Only the run of lines from the one containing "mud wall -> box" through the last line should be returned, exactly as written.
--- begin ---
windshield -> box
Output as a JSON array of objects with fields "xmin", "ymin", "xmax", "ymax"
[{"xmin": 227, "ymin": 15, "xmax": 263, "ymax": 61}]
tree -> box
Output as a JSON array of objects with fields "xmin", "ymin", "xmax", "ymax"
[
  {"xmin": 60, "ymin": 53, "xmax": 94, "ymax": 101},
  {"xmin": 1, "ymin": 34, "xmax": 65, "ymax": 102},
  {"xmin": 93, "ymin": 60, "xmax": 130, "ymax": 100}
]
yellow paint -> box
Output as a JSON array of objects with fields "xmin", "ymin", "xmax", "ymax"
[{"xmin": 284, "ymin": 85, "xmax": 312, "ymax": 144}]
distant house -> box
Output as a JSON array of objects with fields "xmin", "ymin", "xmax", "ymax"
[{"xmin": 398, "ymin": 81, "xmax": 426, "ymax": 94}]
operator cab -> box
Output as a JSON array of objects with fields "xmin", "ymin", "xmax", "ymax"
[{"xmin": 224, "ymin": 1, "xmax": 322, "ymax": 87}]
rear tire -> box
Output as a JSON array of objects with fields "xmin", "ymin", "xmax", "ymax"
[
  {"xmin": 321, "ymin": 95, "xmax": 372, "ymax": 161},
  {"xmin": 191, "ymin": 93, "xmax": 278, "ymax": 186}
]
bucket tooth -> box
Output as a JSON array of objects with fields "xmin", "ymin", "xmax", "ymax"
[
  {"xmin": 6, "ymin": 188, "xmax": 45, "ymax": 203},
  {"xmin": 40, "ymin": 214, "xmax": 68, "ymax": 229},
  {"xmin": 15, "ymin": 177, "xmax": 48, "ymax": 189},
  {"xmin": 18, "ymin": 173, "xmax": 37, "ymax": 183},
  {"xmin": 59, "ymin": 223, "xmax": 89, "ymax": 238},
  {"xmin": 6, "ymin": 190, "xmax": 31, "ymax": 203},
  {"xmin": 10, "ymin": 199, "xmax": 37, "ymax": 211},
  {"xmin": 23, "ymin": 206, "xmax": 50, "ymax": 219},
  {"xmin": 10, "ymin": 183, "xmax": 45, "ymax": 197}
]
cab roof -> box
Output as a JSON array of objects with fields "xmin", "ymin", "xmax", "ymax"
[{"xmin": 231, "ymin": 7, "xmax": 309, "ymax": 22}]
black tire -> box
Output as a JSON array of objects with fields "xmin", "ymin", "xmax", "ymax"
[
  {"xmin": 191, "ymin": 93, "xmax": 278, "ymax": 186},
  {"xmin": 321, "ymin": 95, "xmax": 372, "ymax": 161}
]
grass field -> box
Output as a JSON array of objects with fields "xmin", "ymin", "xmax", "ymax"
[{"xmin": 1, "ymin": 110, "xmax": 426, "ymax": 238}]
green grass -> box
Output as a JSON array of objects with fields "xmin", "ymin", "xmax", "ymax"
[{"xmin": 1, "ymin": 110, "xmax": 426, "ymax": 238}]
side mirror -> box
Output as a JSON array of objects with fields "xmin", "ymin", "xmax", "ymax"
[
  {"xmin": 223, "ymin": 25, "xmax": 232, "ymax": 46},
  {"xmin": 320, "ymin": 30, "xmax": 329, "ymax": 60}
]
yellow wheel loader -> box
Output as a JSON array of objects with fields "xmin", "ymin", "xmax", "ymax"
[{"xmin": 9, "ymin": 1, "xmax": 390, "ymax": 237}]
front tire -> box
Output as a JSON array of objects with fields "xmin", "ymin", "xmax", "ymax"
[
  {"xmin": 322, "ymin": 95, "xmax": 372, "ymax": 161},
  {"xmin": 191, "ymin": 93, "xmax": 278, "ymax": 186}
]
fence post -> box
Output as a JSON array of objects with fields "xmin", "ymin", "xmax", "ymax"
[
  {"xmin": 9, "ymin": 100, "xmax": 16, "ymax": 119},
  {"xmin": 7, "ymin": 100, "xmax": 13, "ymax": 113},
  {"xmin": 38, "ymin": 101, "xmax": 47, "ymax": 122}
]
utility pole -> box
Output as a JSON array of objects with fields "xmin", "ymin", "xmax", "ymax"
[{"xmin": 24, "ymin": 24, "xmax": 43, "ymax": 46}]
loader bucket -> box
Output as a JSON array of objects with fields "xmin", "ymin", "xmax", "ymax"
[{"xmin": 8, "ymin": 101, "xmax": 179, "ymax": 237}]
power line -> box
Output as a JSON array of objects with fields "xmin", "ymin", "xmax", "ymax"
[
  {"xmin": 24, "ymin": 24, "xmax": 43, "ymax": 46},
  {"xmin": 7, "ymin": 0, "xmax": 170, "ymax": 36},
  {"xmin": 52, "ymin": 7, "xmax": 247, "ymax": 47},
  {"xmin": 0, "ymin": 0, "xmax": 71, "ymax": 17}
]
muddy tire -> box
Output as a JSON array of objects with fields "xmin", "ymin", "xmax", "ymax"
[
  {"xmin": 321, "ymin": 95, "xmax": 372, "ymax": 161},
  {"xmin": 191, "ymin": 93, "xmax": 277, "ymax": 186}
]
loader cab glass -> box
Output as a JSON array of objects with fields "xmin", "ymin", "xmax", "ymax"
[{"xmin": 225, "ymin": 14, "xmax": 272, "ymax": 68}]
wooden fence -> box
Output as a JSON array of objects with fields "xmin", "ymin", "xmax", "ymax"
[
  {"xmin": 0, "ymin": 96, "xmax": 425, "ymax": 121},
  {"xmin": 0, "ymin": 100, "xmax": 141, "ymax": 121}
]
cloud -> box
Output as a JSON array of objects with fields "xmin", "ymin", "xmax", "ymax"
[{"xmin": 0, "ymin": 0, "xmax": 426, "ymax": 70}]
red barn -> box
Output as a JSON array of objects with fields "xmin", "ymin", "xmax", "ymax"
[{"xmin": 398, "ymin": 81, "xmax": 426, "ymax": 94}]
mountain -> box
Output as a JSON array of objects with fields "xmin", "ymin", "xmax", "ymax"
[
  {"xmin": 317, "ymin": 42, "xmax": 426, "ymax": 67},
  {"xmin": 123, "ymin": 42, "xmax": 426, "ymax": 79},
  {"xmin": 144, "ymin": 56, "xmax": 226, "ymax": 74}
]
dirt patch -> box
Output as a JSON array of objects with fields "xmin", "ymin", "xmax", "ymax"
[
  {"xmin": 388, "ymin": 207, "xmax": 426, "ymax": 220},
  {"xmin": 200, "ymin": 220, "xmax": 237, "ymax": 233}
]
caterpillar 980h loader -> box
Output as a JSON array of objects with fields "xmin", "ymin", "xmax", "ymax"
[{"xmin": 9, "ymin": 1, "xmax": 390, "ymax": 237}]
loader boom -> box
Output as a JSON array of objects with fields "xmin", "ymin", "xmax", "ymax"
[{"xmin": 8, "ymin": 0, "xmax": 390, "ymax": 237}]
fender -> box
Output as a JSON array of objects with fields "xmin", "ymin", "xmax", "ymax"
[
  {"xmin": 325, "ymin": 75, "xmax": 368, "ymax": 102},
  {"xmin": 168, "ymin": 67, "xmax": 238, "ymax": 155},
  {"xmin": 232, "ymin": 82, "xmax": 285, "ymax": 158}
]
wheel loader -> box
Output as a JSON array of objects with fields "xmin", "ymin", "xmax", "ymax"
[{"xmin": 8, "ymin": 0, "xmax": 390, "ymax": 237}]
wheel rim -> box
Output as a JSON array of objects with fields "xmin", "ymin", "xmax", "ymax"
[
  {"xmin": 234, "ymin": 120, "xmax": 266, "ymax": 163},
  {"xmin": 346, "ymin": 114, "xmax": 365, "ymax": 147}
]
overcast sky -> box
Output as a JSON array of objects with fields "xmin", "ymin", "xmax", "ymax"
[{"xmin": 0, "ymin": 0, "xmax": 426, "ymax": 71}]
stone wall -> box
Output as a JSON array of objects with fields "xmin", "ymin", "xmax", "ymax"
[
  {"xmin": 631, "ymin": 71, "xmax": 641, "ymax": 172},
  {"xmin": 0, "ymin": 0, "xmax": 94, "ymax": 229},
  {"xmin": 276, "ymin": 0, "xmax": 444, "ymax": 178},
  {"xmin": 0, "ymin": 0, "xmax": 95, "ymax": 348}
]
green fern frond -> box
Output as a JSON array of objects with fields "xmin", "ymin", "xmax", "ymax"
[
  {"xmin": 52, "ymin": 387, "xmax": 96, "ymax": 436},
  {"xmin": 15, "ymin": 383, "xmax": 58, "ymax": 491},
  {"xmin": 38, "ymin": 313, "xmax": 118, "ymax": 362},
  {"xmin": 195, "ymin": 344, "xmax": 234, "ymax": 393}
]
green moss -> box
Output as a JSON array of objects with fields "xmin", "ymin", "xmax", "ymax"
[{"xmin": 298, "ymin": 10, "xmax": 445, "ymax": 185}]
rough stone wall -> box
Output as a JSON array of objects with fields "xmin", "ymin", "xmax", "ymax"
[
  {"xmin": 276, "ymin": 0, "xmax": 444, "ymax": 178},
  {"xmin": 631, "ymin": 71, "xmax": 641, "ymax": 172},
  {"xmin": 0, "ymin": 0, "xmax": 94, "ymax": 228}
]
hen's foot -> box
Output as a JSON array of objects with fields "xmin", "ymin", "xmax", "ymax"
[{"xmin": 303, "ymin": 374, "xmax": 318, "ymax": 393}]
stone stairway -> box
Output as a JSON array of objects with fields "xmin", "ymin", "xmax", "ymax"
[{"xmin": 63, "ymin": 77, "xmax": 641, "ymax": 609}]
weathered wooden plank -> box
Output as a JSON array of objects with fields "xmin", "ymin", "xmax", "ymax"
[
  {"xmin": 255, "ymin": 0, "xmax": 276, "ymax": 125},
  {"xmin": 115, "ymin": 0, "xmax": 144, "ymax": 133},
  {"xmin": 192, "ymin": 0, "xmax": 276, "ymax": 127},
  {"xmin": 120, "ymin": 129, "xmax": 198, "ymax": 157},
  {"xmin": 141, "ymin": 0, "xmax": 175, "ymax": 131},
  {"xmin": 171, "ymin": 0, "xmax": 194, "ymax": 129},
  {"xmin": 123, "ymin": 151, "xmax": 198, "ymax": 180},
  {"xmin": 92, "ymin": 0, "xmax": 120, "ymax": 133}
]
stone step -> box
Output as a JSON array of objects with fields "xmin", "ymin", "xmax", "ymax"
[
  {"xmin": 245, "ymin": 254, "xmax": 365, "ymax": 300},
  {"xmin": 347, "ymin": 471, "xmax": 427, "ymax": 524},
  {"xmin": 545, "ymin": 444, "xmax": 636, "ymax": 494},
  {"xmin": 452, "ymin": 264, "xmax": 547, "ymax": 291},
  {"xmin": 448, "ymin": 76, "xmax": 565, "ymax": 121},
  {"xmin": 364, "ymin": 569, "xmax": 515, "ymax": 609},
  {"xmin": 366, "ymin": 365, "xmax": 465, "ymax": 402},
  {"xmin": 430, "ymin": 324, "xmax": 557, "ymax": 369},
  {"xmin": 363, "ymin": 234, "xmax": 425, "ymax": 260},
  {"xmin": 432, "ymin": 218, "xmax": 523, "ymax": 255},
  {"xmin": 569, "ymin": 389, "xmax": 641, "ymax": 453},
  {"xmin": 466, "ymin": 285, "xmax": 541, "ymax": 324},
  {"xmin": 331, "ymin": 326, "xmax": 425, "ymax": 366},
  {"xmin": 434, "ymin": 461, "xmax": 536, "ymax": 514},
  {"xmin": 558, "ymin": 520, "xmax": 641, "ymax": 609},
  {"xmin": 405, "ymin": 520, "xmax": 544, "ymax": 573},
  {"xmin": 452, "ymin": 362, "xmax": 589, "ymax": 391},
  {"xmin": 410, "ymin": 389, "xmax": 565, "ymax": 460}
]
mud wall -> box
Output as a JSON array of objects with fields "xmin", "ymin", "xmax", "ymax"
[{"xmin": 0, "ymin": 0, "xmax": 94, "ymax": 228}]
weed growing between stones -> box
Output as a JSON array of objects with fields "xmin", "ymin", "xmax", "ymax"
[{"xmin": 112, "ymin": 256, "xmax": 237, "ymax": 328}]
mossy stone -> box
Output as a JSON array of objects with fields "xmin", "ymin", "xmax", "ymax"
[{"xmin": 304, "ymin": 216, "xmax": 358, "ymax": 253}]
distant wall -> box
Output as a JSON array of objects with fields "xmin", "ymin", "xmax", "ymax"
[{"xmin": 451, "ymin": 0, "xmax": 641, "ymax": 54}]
--- end ---
Result:
mud wall -> box
Output as a JSON array of objects with fields "xmin", "ymin", "xmax", "ymax"
[{"xmin": 0, "ymin": 0, "xmax": 94, "ymax": 228}]
weed growing between stones -> box
Output as a JSON array of objects with fields "xmin", "ymin", "xmax", "ymax"
[{"xmin": 112, "ymin": 256, "xmax": 237, "ymax": 328}]
mossy stone -> box
Output as a JSON array of objects with fields "xmin", "ymin", "xmax", "ymax"
[{"xmin": 304, "ymin": 216, "xmax": 358, "ymax": 253}]
distant wall -> box
Output as a JSON array of objects with fields "xmin", "ymin", "xmax", "ymax"
[{"xmin": 451, "ymin": 0, "xmax": 641, "ymax": 54}]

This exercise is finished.